### EXERCISE BRIEF
Render every line of the rows below as a Markdown table with two columns, Number and Line, giving each line its running number and skipping any blank lines.

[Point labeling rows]
------------------------
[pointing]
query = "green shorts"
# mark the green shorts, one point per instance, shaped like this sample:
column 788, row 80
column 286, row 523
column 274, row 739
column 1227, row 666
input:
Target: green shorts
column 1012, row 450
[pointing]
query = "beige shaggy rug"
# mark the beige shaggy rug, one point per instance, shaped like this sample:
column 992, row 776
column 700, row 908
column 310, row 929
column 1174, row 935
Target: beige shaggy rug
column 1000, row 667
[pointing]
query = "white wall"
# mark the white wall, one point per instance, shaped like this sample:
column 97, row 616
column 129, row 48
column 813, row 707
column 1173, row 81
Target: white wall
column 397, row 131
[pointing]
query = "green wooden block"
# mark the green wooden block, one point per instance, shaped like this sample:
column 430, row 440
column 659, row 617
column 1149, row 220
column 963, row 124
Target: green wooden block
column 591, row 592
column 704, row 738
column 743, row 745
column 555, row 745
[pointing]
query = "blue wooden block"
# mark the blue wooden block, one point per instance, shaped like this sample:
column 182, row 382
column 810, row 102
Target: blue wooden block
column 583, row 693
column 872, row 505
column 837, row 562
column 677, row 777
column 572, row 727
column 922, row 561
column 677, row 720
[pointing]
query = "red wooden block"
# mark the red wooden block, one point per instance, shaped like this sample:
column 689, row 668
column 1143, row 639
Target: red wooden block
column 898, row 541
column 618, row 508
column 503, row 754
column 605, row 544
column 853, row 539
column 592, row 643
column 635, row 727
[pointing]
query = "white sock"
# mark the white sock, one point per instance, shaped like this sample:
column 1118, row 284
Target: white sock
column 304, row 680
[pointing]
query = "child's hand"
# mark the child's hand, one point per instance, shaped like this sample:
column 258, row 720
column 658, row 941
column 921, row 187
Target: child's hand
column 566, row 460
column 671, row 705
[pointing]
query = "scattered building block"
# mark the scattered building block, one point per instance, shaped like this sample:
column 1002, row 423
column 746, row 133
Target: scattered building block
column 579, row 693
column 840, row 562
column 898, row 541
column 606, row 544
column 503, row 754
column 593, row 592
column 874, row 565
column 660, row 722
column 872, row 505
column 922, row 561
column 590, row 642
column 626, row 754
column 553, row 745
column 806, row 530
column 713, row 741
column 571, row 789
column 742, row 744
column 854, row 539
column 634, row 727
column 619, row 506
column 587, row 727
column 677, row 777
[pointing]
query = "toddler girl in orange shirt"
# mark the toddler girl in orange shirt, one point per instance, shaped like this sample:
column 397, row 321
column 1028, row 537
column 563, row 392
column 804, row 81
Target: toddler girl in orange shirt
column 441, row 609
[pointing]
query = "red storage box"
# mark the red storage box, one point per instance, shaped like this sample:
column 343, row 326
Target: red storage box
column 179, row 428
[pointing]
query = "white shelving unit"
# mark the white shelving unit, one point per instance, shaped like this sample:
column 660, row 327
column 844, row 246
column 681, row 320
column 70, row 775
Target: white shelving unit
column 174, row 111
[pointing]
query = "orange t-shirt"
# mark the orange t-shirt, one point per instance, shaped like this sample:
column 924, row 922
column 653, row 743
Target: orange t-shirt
------------------------
### RESULT OF THIS TASK
| Number | Line |
|---|---|
| 1 | [pointing] |
| 2 | query = "green shorts" |
| 3 | # mark the green shorts, one point per instance, shaped like this sample: |
| 4 | column 788, row 80 |
| 5 | column 286, row 523 |
| 6 | column 274, row 739 |
| 7 | column 1227, row 666 |
| 8 | input: |
| 9 | Target: green shorts |
| 10 | column 1012, row 450 |
| 11 | [pointing] |
| 12 | query = "beige shaggy rug" |
| 13 | # mark the beige shaggy rug, one point per instance, shaped like this sample: |
| 14 | column 992, row 776 |
| 15 | column 700, row 908 |
| 16 | column 310, row 929 |
| 17 | column 1174, row 935 |
| 18 | Target: beige shaggy rug |
| 19 | column 1000, row 667 |
| 20 | [pointing] |
| 21 | query = "white wall" |
| 22 | # mark the white wall, one point per instance, shaped like this sample: |
| 23 | column 97, row 616 |
| 24 | column 129, row 48 |
| 25 | column 813, row 707 |
| 26 | column 1173, row 81 |
| 27 | Target: white wall |
| 28 | column 397, row 131 |
| 29 | [pointing] |
| 30 | query = "green wooden block" |
| 31 | # mark the green wooden block, one point per instance, shaped like this sample: |
| 32 | column 430, row 440 |
| 33 | column 659, row 617 |
| 34 | column 1149, row 220 |
| 35 | column 963, row 124 |
| 36 | Target: green wooden block |
| 37 | column 591, row 592 |
| 38 | column 704, row 738 |
| 39 | column 743, row 745 |
| 40 | column 555, row 745 |
| 41 | [pointing] |
| 42 | query = "blue wooden block" |
| 43 | # mark the blue wooden block, one point per instance, shaped like this sample: |
| 44 | column 182, row 382 |
| 45 | column 810, row 102 |
| 46 | Target: blue wooden block |
| 47 | column 583, row 693 |
| 48 | column 872, row 505 |
| 49 | column 837, row 562 |
| 50 | column 677, row 777 |
| 51 | column 572, row 727 |
| 52 | column 922, row 561 |
| 53 | column 677, row 720 |
| 54 | [pointing] |
| 55 | query = "red wooden block" |
| 56 | # mark the red wooden block, one point per instance, shaped like this sample: |
| 57 | column 689, row 668 |
| 58 | column 1143, row 639 |
| 59 | Target: red wooden block |
| 60 | column 898, row 541 |
| 61 | column 618, row 508 |
| 62 | column 503, row 754 |
| 63 | column 605, row 544 |
| 64 | column 853, row 539 |
| 65 | column 592, row 643 |
| 66 | column 635, row 727 |
| 67 | [pointing] |
| 68 | query = "white sock" |
| 69 | # mark the white sock, one point per instance, shaped like this sample: |
| 70 | column 1118, row 284 |
| 71 | Target: white sock |
| 72 | column 304, row 680 |
| 73 | [pointing] |
| 74 | query = "child's hand" |
| 75 | # mark the child's hand, one point per instance, shaped like this sample: |
| 76 | column 258, row 720 |
| 77 | column 658, row 941 |
| 78 | column 921, row 187 |
| 79 | Target: child's hand |
| 80 | column 566, row 460 |
| 81 | column 671, row 705 |
| 82 | [pointing] |
| 83 | query = "scattered building block" |
| 84 | # mark the scattered building block, one point per instance, shaped like this sample: |
| 85 | column 1002, row 423 |
| 86 | column 746, row 133 |
| 87 | Target: scattered building block |
| 88 | column 579, row 693 |
| 89 | column 840, row 562 |
| 90 | column 898, row 541 |
| 91 | column 606, row 544 |
| 92 | column 503, row 754 |
| 93 | column 593, row 592 |
| 94 | column 874, row 565 |
| 95 | column 660, row 722 |
| 96 | column 872, row 505 |
| 97 | column 922, row 561 |
| 98 | column 590, row 642 |
| 99 | column 626, row 754 |
| 100 | column 553, row 745 |
| 101 | column 806, row 530 |
| 102 | column 713, row 741 |
| 103 | column 571, row 789 |
| 104 | column 742, row 744 |
| 105 | column 854, row 539 |
| 106 | column 634, row 727 |
| 107 | column 619, row 506 |
| 108 | column 587, row 727 |
| 109 | column 677, row 777 |
| 110 | [pointing] |
| 111 | query = "toddler girl in orange shirt" |
| 112 | # mark the toddler girl in orange shirt, one point per instance, shaped like this sample: |
| 113 | column 397, row 321 |
| 114 | column 1028, row 537 |
| 115 | column 563, row 392 |
| 116 | column 804, row 81 |
| 117 | Target: toddler girl in orange shirt |
| 118 | column 441, row 609 |
| 119 | [pointing] |
| 120 | query = "red storage box" |
| 121 | # mark the red storage box, one point per instance, shaped like this sample: |
| 122 | column 343, row 326 |
| 123 | Target: red storage box |
| 124 | column 179, row 428 |
| 125 | [pointing] |
| 126 | query = "white shelving unit" |
| 127 | # mark the white shelving unit, one point per instance, shaped like this sample: |
| 128 | column 660, row 327 |
| 129 | column 844, row 246 |
| 130 | column 681, row 320 |
| 131 | column 70, row 775 |
| 132 | Target: white shelving unit |
| 133 | column 174, row 111 |
| 134 | [pointing] |
| 135 | query = "orange t-shirt" |
| 136 | # mark the orange t-shirt, one point per instance, shaped like this sample: |
| 137 | column 924, row 922 |
| 138 | column 653, row 743 |
| 139 | Target: orange t-shirt |